Description of the task: Locate the word "Player" in the material, then show every line that holds it.
-------- Supplied entries
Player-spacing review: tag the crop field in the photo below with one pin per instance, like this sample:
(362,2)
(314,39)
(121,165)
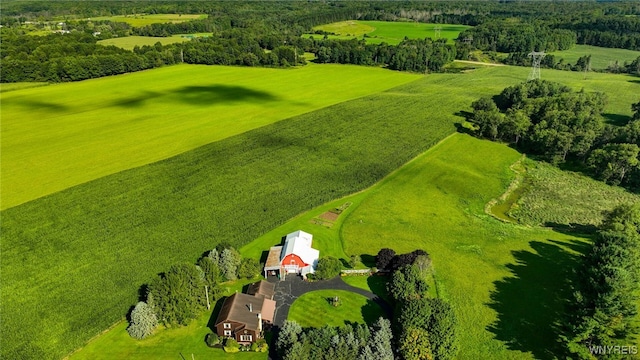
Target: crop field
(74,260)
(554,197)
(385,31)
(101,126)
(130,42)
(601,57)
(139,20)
----------------
-------- Supplied entries
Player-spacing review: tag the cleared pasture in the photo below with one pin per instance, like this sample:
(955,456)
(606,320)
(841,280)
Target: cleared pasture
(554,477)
----------------
Response area:
Player-spacing review: tag the crop field in the photo below with one pin per instance, like this sample:
Player-spacing review: tag the cleared pasture in the photo below with one pin per instance, like this sample:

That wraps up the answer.